*TASK STATEMENT*
Write out the full listing again, exactly as it stands.
· · · · ·
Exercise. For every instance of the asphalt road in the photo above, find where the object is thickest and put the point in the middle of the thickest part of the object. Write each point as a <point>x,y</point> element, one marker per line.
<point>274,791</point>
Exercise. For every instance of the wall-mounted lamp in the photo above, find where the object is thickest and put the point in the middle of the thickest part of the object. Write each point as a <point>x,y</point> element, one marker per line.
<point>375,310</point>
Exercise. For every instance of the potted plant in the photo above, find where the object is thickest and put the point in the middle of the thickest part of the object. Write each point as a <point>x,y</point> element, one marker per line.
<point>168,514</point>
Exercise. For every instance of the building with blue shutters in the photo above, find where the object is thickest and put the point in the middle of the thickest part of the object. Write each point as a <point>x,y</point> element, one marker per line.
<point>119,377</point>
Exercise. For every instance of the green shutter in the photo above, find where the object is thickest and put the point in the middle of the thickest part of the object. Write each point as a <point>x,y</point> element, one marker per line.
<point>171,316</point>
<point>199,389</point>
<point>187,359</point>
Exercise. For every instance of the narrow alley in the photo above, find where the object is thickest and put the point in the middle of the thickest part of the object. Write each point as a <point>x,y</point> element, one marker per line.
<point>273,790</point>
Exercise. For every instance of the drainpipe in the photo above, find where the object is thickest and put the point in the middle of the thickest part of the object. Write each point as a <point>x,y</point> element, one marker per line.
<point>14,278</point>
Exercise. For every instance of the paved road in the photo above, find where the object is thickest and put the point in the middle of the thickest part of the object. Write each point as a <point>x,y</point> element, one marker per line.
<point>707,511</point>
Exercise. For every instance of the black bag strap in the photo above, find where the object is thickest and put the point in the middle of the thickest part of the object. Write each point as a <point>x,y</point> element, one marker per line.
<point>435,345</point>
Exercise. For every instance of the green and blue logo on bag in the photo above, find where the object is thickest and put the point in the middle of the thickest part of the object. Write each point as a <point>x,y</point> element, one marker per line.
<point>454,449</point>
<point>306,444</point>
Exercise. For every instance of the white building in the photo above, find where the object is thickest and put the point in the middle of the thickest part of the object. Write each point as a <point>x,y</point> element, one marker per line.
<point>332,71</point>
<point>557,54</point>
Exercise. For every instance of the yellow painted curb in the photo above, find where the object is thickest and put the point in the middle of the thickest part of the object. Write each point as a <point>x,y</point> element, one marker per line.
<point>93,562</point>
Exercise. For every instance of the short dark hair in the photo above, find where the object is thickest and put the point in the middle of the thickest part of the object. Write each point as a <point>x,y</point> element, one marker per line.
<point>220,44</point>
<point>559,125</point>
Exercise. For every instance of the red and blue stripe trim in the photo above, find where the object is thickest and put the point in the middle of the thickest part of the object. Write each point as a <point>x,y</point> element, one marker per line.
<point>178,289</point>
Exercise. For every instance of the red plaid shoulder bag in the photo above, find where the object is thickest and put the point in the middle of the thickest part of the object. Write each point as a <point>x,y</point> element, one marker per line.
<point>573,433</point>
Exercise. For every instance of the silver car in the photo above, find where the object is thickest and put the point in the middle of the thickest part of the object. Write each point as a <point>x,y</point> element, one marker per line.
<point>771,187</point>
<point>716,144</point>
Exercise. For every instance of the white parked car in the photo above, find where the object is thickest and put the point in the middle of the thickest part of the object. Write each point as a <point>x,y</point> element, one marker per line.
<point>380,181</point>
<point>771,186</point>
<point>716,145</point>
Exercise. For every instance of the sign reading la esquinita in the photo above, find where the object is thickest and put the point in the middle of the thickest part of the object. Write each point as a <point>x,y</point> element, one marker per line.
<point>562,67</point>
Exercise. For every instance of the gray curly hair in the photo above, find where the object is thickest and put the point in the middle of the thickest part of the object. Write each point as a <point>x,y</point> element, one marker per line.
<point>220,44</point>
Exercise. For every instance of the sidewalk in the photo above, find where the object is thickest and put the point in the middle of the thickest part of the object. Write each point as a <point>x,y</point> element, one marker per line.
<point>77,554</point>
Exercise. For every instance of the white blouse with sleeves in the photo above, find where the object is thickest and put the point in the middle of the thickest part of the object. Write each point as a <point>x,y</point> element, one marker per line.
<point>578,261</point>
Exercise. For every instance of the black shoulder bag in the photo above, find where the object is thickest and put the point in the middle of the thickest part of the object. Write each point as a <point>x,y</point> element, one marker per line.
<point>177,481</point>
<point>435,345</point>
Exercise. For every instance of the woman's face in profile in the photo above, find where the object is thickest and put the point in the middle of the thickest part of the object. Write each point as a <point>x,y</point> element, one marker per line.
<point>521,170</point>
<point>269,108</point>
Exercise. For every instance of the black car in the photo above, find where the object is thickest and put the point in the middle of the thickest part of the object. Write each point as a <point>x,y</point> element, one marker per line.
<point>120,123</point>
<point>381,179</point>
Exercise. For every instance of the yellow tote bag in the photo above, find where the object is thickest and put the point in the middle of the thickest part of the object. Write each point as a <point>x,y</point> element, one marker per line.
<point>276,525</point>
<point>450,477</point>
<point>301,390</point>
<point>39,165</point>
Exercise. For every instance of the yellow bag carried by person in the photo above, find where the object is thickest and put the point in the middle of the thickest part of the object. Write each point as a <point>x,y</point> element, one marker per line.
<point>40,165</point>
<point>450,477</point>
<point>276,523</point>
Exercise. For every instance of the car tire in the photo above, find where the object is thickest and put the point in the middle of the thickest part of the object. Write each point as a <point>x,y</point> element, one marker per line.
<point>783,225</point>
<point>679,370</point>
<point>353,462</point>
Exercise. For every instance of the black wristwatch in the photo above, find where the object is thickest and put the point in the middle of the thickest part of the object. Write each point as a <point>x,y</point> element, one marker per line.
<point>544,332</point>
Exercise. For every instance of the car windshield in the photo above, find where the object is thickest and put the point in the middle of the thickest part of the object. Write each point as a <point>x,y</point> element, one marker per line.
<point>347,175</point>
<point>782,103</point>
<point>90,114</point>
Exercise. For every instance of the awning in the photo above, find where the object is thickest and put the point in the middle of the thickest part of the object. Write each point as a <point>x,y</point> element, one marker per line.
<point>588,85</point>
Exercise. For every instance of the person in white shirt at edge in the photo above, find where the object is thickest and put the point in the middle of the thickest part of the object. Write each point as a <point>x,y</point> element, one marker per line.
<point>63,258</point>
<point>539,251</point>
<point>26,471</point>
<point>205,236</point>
· · · · ·
*RESPONSE FOR THIS EXERCISE*
Exercise. For every instance of the asphalt road in the photo above, find where the object is thickest and put the point in the middle of the thickest part of the object. Write each point as a <point>x,y</point> element, one marker per line.
<point>274,791</point>
Exercise. For every instance of the wall-mounted lamp in the photo above, find where the object is thickest and put the point in the middle of the thickest part of the object. Write each point as a <point>x,y</point> element, one marker per line.
<point>375,310</point>
Exercise. For every instance of the potted plant in the photo above, find where the object is thickest and put the point in the middle of the thickest part of the object. Write each point as a <point>x,y</point> element, one marker per line.
<point>168,514</point>
Exercise. For every instance of the building with blue shutters in the photo above, find where the object is thickest and put the point in the middle of the thickest part of the object. Write each point as a <point>x,y</point> element, one marker per line.
<point>119,377</point>
Exercise. For every instance of the green shutter in the photo above, find where the object is thickest and put the point in the middle of the thickest part of the object. Write each point as a <point>x,y</point> element, one marker per line.
<point>171,316</point>
<point>199,389</point>
<point>187,359</point>
Exercise. For every instance of the narrow alley in the photo above, find where the object is thickest and put the point in the middle of the thickest part of the object. Write each point as a <point>x,y</point> element, one marker per line.
<point>273,790</point>
Exercise. For every instance of the drainpipe in the photo above, find where the object is thickest and put the point in the middle of the thickest part of the object. Write each point as a <point>x,y</point> element, one marker per line.
<point>14,278</point>
Exercise. For every instance of the paved road in the photo above, find where the object is thickest and put the point in the middle of the thickest part of the object. Write each point as a <point>x,y</point> element, one marker per line.
<point>707,511</point>
Exercise. For every instance of the black bag strap in the photo above, find where the object is thickest and put the point in the middle of the thickest part of the object. Write each point as a <point>x,y</point> element, one marker per line.
<point>435,345</point>
Exercise. For every instance of the green and blue logo on bag in the photo above, find where the object is thickest and put the point in the middle of the thickest part of the object. Write each point as a <point>x,y</point> element, one marker per line.
<point>454,449</point>
<point>306,444</point>
Exercise. For every instance of the white building in the photo above, find where the object is thickest and put the point in the middle of the thickest part of the object. Write each point as a <point>x,y</point> element, one marker per line.
<point>332,71</point>
<point>557,54</point>
Exercise. For every instance of the yellow painted curb in the photo above, find where the object is thickest and put the point in the middle of the thickest part of the object. Write each point as a <point>x,y</point> element, one marker per line.
<point>93,562</point>
Exercise. For every instance of the short dark hair in the photo above, find where the object is thickest and put the point in the middle of the thickest part of the object. Write each point as a <point>x,y</point> element, one marker per line.
<point>220,44</point>
<point>559,125</point>
Exercise. For every instance of the red and blue stripe trim in the photo above, find where the object is thickest and put the point in the middle of the thickest part of the object. Write each point as a <point>x,y</point> element, one marker per line.
<point>178,289</point>
Exercise. For every instance of the red plaid shoulder bag in the photo above, find where the object is thickest and put the point in the middle of the thickest part of the object. Write each point as a <point>x,y</point> element, one marker per line.
<point>573,433</point>
Exercise. For every instance of the silver car in the photo above, find where the object is thickest and put the point in the middle of the thickest part of the object. Write each point as a <point>x,y</point> element, one marker per line.
<point>771,187</point>
<point>716,144</point>
Exercise. For every instance of the white parked car in the photo above, find where the object is thickest and put the point in the middle of the thickest part of the object. Write each point as a <point>x,y</point> element, one marker per line.
<point>380,181</point>
<point>771,186</point>
<point>716,145</point>
Exercise. For every instance of the sign reading la esquinita in the photo above, find where the object is thickest and put the point in the middle of the thickest part of the object. Write each point as a <point>x,y</point> element, one marker per line.
<point>562,67</point>
Exercise. For every instance of the gray curly hair in the photo above, find where the object is thickest and put the point in the middle of the thickest part of the object. Write each point as a <point>x,y</point> element, one marker per line.
<point>220,44</point>
Exercise. For every instance of the sidewalk in the photo above, find where the object is thickest and put the point in the middle of the thickest part of the object. Write each point as a <point>x,y</point> element, one marker per line.
<point>77,554</point>
Exercise. For every instance of the white blouse with sleeves in the photo above, find where the object is thickest and put the point in the middle of the thickest part of the object. Write each point as a <point>x,y</point> element, one marker per line.
<point>578,261</point>
Exercise. For every instance of the black shoulder bag in the photo above, find where the object is thickest and put the point in the middle of the thickest part of the object. Write each point as a <point>x,y</point> element, one marker per line.
<point>177,481</point>
<point>435,345</point>
Exercise. For every instance of the woman's face in profile in the photo above, find where the object is thickest and put the point in the middle of the thickest part of the object. Write each point as a <point>x,y</point> element, one marker per line.
<point>521,170</point>
<point>269,108</point>
Exercise. For every instance of the black car in the photo above, find where the object is thickest and put the point in the middle of the thickest part of the object. Write each point as a <point>x,y</point> element, one marker per line.
<point>120,123</point>
<point>381,179</point>
Exercise. For every instance of the yellow tote bag in the photo above, find where the object is thickest and put the point in the middle of the thickest part of the object. Write each point as a <point>x,y</point> element, one marker per line.
<point>276,525</point>
<point>450,477</point>
<point>301,390</point>
<point>39,165</point>
Exercise. For every instance of the yellow bag carried by person in the photo above, find where the object is thickest and put the point in the middle of the thickest part of the object. Write each point as a <point>x,y</point> element, one marker per line.
<point>40,165</point>
<point>450,477</point>
<point>276,523</point>
Exercise. For every instance of the car tire in the photo above, find where the object is thickest and put the point in the middle of the thickest part of the object. Write each point as a <point>x,y</point> element, one marker per line.
<point>783,225</point>
<point>679,370</point>
<point>353,462</point>
Exercise. For every instance of the black wristwatch in the photo above, find where the object is thickest and put the point in the middle of the thickest part of the object. Write each point as a <point>x,y</point> element, one marker per line.
<point>544,332</point>
Exercise. For every instance of the car windshield in the photo above, find where the object is thickest and put the point in the middle of the thickest part of the object. Write each point as a <point>x,y</point> element, one marker per line.
<point>347,175</point>
<point>782,103</point>
<point>90,114</point>
Exercise. For every instance of the awning in the photo above, find where the object is thickest and put the point in the middle of the thickest part of the object. Write each point as a <point>x,y</point> element, one marker per line.
<point>588,85</point>
Exercise. For every instance of the person in white shirt at edge in the photo above, find where the object is thickest and put the point in the middle of the thickest part of the object. Write each point as a <point>x,y</point> element, one marker per line.
<point>63,258</point>
<point>539,251</point>
<point>26,471</point>
<point>205,236</point>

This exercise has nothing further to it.